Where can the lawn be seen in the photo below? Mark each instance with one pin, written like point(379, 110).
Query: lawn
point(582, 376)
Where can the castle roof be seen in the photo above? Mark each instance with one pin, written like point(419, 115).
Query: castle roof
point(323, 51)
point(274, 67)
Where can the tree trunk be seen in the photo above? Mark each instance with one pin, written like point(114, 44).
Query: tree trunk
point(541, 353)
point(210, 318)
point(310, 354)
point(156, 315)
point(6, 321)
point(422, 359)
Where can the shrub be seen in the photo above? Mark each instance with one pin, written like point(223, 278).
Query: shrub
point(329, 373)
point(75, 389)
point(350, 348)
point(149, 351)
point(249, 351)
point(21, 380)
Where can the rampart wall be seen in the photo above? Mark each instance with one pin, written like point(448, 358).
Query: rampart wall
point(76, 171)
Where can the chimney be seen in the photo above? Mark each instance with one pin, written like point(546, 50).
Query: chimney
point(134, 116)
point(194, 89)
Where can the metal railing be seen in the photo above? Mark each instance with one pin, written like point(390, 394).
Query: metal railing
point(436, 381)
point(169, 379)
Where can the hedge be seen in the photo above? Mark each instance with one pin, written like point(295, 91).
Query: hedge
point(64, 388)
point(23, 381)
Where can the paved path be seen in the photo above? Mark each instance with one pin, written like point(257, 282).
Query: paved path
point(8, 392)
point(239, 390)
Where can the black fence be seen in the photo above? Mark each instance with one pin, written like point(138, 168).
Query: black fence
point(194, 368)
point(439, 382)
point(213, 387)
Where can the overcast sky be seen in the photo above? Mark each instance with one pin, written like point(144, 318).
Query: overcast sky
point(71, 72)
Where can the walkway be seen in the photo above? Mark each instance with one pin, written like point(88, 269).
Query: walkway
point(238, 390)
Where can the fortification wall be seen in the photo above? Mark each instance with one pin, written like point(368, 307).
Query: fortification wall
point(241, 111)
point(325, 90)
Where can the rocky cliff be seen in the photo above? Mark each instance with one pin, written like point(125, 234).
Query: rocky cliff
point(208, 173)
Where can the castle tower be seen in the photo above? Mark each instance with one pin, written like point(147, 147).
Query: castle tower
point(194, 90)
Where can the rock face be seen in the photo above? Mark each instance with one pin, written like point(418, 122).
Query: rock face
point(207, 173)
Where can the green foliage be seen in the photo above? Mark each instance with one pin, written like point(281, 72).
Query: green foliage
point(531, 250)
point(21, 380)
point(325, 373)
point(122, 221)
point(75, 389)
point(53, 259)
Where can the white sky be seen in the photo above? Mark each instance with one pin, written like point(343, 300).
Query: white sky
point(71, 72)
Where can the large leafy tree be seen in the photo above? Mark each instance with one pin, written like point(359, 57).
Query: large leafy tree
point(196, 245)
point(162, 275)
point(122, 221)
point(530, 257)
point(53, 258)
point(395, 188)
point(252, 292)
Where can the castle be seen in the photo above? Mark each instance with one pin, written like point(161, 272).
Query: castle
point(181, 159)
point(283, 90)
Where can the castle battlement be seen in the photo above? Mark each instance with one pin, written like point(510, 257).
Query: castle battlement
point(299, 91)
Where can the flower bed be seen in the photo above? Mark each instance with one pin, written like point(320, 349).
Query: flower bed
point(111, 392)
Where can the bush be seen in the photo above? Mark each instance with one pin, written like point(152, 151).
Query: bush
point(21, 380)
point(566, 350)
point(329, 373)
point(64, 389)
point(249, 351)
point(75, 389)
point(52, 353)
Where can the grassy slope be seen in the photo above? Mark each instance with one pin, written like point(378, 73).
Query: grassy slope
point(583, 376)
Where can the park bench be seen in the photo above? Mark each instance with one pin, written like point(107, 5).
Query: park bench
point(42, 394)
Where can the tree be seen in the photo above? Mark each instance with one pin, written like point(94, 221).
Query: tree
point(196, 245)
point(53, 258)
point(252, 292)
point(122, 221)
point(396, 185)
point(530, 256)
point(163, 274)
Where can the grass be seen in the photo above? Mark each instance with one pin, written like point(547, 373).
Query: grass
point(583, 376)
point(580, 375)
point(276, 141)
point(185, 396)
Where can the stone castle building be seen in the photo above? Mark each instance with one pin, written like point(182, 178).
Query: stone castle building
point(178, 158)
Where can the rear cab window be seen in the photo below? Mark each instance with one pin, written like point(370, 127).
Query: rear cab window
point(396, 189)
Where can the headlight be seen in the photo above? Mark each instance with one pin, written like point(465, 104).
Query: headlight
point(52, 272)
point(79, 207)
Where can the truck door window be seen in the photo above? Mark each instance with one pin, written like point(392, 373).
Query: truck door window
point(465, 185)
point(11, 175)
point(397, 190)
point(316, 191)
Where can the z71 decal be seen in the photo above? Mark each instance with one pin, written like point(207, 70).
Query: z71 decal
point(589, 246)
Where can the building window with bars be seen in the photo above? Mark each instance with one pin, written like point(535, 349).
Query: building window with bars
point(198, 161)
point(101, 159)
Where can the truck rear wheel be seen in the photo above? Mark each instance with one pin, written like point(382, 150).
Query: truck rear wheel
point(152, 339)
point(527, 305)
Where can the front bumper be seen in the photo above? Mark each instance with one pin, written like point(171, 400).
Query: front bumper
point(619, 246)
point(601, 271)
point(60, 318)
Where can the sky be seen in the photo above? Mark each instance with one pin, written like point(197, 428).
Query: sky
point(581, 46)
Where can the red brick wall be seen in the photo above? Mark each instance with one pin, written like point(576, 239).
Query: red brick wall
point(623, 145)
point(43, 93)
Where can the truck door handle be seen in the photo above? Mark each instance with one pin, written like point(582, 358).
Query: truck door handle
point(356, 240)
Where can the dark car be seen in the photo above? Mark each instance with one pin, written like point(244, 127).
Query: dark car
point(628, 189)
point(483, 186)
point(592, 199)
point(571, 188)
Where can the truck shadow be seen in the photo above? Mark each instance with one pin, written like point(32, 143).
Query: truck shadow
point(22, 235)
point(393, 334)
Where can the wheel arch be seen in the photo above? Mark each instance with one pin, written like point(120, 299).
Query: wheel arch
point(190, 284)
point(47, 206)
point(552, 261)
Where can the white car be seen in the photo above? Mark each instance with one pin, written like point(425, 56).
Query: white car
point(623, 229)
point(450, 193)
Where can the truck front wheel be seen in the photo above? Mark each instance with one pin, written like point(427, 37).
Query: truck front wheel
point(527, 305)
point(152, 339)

++++++++

Your goal: Reproduce every line of the data above verbatim, from the first line to the last, with no changes.

Exercise response:
Where can the lawn be seen in the photo below? Mark each instance with one pin, written like point(379, 110).
Query: lawn
point(582, 376)
Where can the castle roof be seen in the photo above? Mark each instance with one pin, written like point(419, 115).
Query: castle roof
point(323, 51)
point(274, 67)
Where can the tree trunk be seen in the photo above? Mark each instance with one pin, written like point(114, 44).
Query: tree trunk
point(541, 353)
point(210, 318)
point(310, 354)
point(156, 315)
point(6, 321)
point(422, 359)
Where can the shrub be seen in the photo above? Mark each instance with one pin, written like point(223, 278).
Query: shrub
point(329, 373)
point(75, 389)
point(350, 348)
point(149, 351)
point(249, 351)
point(21, 380)
Where can the rampart wall be seen in the photo above? Mark each instance with one pin, written like point(448, 358).
Query: rampart wall
point(76, 171)
Where can the chimney be seen in the photo above? Mark each instance with one pin, written like point(546, 50).
Query: chimney
point(134, 116)
point(194, 89)
Where can the metal railing be seen in the photo above? Mark each instance with one pin, written like point(390, 394).
Query: metal railing
point(436, 381)
point(169, 379)
Where can the hedge be seen in the photo above? Mark each instance with one pin, written like point(295, 91).
Query: hedge
point(64, 388)
point(23, 381)
Where can the paved path be seen in the photo above? Mark each instance with one pin, written like point(257, 282).
Query: paved path
point(8, 392)
point(239, 390)
Where can the black fence be seen in the photo above? Mark each instance with one pin, written like point(138, 168).
Query: black fence
point(194, 368)
point(439, 382)
point(213, 387)
Where can the overcast sky be seen in the photo above? Mark each instance with one pin, written like point(144, 318).
Query: overcast sky
point(71, 72)
Where can the walkway be seen in the photo above? Mark each instance with one pin, written like point(88, 269).
Query: walkway
point(238, 390)
Where can the fortification wall be seen in the photo above? Mark each instance with one pin, written like point(368, 307).
Query: fortification wall
point(241, 111)
point(325, 90)
Where can the rocky cliff be seen in the photo above? Mark each instance with one pin, written like point(125, 234).
Query: rocky cliff
point(208, 173)
Where can the castle tower be seen in the photo above? Mark each instance with one pin, written like point(147, 147).
Query: castle tower
point(194, 90)
Where can the rock face be seen in the photo above? Mark each instance with one pin, written like point(418, 122).
Query: rock face
point(207, 173)
Where can the green foliage be seen in the photo above? Mark each instance with one pin, written like point(281, 72).
Query: green foliage
point(531, 250)
point(21, 380)
point(325, 373)
point(122, 221)
point(75, 389)
point(53, 259)
Where can the white sky be seen in the photo above? Mark each instance with one pin, written like point(343, 300).
Query: white sky
point(71, 72)
Where can the large leafy tree be seen in the photo above? Mark each instance with one pin, written like point(359, 57).
Query: large leafy tree
point(196, 245)
point(162, 275)
point(122, 221)
point(530, 257)
point(53, 258)
point(395, 188)
point(252, 292)
Where can the castle be seen in the photo above? Mark each instance with one pin, written like point(161, 272).
Query: castle
point(181, 159)
point(283, 90)
Where can the castle battlement be seen in the photo above? Mark each instance with one pin, written like point(510, 257).
Query: castle battlement
point(299, 91)
Where can the flower bed be seen in the photo above? Mark each instance with one pin, written like point(320, 349).
Query: flower bed
point(111, 392)
Where can the bush be seen in the photo above? Mark each instance with one pin, written like point(152, 151).
Query: bush
point(21, 380)
point(566, 350)
point(329, 373)
point(64, 389)
point(249, 351)
point(75, 389)
point(52, 353)
Where can the grassy slope be seen in the photo above? Mark each instance with one pin, written like point(378, 73).
Query: grassy slope
point(583, 376)
Where can the park bench be seen in the photo above? Mark each instance with one pin, written like point(107, 5).
Query: park bench
point(42, 394)
Where can the tree be seen in the photo above? Mark each instance with one pin, written like point(94, 221).
Query: tree
point(196, 245)
point(53, 258)
point(252, 292)
point(122, 221)
point(396, 185)
point(530, 256)
point(163, 274)
Where can the grass be seen in the photo above? Mark each instance with one pin, written like point(547, 373).
Query: grass
point(583, 376)
point(580, 375)
point(276, 141)
point(185, 396)
Where can the stone castle building be seen in the photo above? Mark each instance with one pin, written like point(182, 178).
Query: stone castle building
point(178, 158)
Where can the rear cab window be seen in the photo below? Mark each instance with one pin, written like point(370, 127).
Query: rear cab window
point(396, 189)
Where can the headlight be seen in the photo above? Mark each instance with one pin, written like point(465, 104).
Query: headlight
point(52, 272)
point(79, 207)
Where can the truck door window be seen in the photo above? Mark each instance with one pin, written like point(392, 373).
Query: truck door window
point(465, 185)
point(11, 175)
point(397, 190)
point(316, 191)
Where can the z71 decal be seen in the photo above? Mark each instance with one pin, written like point(207, 70).
Query: z71 decal
point(589, 246)
Where can the building window with bars be seen in the photo above? Mark each instance with one pin, written like point(535, 349).
Query: building window with bars
point(198, 161)
point(101, 159)
Where can the truck rear wheel be seen in the photo above? Mark each instance with one pin, written like point(382, 150).
Query: truck rear wheel
point(152, 339)
point(527, 305)
Where can the front bumper be seen in the photo above? Mark each instance with one pin, written like point(171, 400).
Query: front bumper
point(619, 246)
point(601, 271)
point(60, 318)
Where can the sky be seen in the photo above? Mark each instance with one pin, written like point(197, 428).
Query: sky
point(581, 46)
Where can the red brick wall be seen in the photo above? Mark each instance with one pin, written like point(576, 239).
Query: red brick wall
point(623, 145)
point(43, 93)
Where can the truck door handle be seen in the photo above? Mark each instance with one pin, written like point(582, 358).
Query: truck door handle
point(356, 240)
Where can the dark car be seen in the photo above? Mark each instance with one pin, written like point(244, 127).
Query: dark car
point(628, 189)
point(483, 186)
point(592, 199)
point(571, 188)
Where can the truck shadow be seen in the photo above? Mark each instance with one pin, written like point(32, 143).
Query: truck shadow
point(22, 235)
point(393, 334)
Where can the wheel arch be seen in the photo above? Mark each instance with one pin, written like point(120, 299).
Query: wheel arch
point(190, 284)
point(47, 206)
point(552, 261)
Where can the white car be seen in the photo above? Mark each instance with one pin, written like point(425, 56).
Query: white car
point(623, 229)
point(450, 193)
Where can the truck front wheel be seen in the photo above? Mark each instance with one pin, written like point(427, 37).
Query: truck front wheel
point(527, 305)
point(152, 339)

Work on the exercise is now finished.